TEXT TO READ:
In [472 iii)] I also expressed the tentative view that, if my conclusion about the skeleton argument was wrong, there could be no doubt about IBM UK’s position by the end of the Remedies Hearing. That is true in relation to anyone who attended the hearing or received a sufficiently accurate account of the relevant part of the hearing, but the hearing itself was not, I now consider, a sufficient communication to the members as a whole to amount to an announcement of the sort which I consider is required let alone to amount to a notice of a change of policy if such a notice is required.

28.

My conclusions, in the light of this discussion are as follows:

i)

Whatever the position may have been before 31 March 2014, it was open to Holdings after that date to decide to implement a New ER Policy. Its conduct after that date is consistent only with such a decision having been made. In my judgment, such a decision was made.

ii)

IBM UK was not required to give notice of the policy to be applied in the future specifying a period before which the new policy would not take effect and which would thus allow for a member to rely on the pre-existing policy for the period of the notice.

iii)

However, IBM UK was obliged to communicate the new policy to members after 31 March 2014 since it had not, prior to that date, done so prospectively.

iv)

If, contrary to my decision in ii) above, such a notice is required, then the matters relied on by Mr Simmonds do not constitute a sufficient notice and nor does what was said at the Remedies Hearing.Further, those same matters (including what was said at the Remedies Hearing) do not provide the communication to members of the new policy which they are entitled to receive.

v)

The current position, therefore, is that no New ER Policy has yet been validly introduced.

29.

It follows that a member is entitled, as of the date of this judgment, to take early retirement on the terms of the pre-existing ER policy. If my decision in the Breach Judgment and the Remedies Judgment are upheld, that is the Old ER Policy. But if, on appeal, it is held that the New ER Policy was validly introduced, it will be that policy which applies. The position hereafter will depend on what actions are taken by members and IBM UK respectively to crystallize their positions.

GIVEN REQUEST 1:
Answer these questions from the judgment excerpt:
(a) After what date was it open to Holdings to decide to implement a New ER Policy?
(b) Whose relied-on matters are found not to constitute a sufficient notice?
(c) As of the date of the judgment, on the terms of which ER policy is a member entitled to take early retirement?
The judgment excerpt and the records are unrelated material.

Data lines
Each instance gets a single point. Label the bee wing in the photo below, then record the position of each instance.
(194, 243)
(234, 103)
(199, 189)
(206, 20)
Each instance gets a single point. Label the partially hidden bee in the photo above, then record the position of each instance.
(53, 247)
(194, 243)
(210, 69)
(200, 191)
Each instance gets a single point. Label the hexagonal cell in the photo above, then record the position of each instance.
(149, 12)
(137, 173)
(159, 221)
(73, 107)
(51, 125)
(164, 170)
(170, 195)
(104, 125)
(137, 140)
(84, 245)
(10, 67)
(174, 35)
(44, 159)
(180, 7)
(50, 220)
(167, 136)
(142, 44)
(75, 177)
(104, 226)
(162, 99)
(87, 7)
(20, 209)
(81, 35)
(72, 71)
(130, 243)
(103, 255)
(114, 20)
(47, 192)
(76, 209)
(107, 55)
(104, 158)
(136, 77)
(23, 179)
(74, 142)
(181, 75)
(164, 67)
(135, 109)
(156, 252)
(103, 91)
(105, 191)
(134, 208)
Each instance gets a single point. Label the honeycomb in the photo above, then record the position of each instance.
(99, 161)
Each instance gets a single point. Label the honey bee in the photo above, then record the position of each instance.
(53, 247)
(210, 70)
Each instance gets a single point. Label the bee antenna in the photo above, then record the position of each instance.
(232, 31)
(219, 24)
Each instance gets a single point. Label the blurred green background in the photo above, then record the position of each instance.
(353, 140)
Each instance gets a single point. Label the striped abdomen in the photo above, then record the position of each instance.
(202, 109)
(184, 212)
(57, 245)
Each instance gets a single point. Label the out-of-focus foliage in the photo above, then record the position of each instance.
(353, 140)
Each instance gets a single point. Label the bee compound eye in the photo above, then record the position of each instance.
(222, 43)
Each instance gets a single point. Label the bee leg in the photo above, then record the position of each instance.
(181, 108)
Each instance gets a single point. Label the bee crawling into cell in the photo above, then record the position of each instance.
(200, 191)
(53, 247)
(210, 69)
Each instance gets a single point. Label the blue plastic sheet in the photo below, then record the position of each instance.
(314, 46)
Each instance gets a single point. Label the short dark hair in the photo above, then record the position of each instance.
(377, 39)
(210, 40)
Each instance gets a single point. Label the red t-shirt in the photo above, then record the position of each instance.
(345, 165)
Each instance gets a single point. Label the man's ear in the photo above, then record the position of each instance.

GIVEN REQUEST 2:
Filter the records, copying every line that contains the string "below". Matching is case-sensitive.

EXERCISE RESULT 1:
(a) 31 March 2014
(b) Mr Simmonds
(c) The pre-existing ER policy

EXERCISE RESULT 2:
Each instance gets a single point. Label the bee wing in the photo below, then record the position of each instance.
Each instance gets a single point. Label the blue plastic sheet in the photo below, then record the position of each instance.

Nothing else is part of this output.